* YOUR OBJECTIVE *
In the passage on direct reprogramming, which problem does direct reprogramming resolve, and by what means?

* TEXT EXCERPT *
==========

Despite the astonishing scientific advance of direct reprogramming, it is important to remain realistic about the possibility of developing pluripotent stem cell therapies. Direct reprogramming will not be a panacea for treatment of all human medical conditions. Because of problems with immune rejection, safety (cancer risk), and efficacy (ability to produce clinically useful cells), there are currently no medical treatments using pluripotent stem cells. Direct reprogramming resolves the significant problem of immune rejection by producing patient-matched cell lines. The serious issues of safety and efficacy, however, remain for IPSCs, just as they do for embryonic stem cells.

==========

* GIVEN INFORMATION *

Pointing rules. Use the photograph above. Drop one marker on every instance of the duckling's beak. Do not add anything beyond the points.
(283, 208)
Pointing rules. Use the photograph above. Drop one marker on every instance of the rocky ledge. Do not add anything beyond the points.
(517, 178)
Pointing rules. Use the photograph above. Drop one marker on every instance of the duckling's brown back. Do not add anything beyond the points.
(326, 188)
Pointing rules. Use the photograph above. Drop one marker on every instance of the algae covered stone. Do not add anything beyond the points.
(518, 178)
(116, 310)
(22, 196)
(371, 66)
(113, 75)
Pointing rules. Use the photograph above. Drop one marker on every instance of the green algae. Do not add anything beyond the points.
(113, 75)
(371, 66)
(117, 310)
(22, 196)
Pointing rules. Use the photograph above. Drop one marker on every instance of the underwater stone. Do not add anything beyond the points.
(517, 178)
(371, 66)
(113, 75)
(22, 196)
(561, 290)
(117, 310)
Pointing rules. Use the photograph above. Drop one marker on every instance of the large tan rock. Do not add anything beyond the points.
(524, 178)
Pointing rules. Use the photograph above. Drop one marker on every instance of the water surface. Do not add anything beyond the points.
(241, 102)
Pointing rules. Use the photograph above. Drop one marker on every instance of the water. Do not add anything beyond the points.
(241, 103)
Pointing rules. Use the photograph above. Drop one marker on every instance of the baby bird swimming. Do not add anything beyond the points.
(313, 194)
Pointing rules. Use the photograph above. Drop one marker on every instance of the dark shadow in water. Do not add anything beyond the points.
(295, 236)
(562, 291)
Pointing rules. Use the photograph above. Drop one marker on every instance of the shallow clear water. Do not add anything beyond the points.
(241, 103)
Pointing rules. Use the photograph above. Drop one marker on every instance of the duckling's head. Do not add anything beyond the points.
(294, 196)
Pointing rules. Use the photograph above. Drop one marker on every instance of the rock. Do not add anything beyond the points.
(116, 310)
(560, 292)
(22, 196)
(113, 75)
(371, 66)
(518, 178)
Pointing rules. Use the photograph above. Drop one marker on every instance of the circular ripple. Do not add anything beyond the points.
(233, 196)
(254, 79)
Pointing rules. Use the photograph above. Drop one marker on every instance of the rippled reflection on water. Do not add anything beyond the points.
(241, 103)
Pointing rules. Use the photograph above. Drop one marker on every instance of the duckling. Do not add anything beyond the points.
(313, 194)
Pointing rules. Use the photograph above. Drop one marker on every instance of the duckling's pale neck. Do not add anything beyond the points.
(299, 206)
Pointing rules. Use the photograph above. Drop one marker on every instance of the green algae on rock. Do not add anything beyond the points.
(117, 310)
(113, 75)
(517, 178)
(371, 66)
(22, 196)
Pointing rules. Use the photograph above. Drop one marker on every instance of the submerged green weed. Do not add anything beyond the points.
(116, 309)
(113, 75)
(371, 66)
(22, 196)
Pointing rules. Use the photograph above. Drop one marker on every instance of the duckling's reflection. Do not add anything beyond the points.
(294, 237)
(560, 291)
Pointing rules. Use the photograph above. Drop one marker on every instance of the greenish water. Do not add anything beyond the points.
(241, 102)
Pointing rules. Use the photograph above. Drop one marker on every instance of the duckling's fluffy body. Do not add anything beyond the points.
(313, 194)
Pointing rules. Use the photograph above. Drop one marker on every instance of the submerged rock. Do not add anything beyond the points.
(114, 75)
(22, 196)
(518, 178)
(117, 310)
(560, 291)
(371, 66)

==========

* TASK OUTPUT *
It resolves the problem of immune rejection by producing patient-matched cell lines.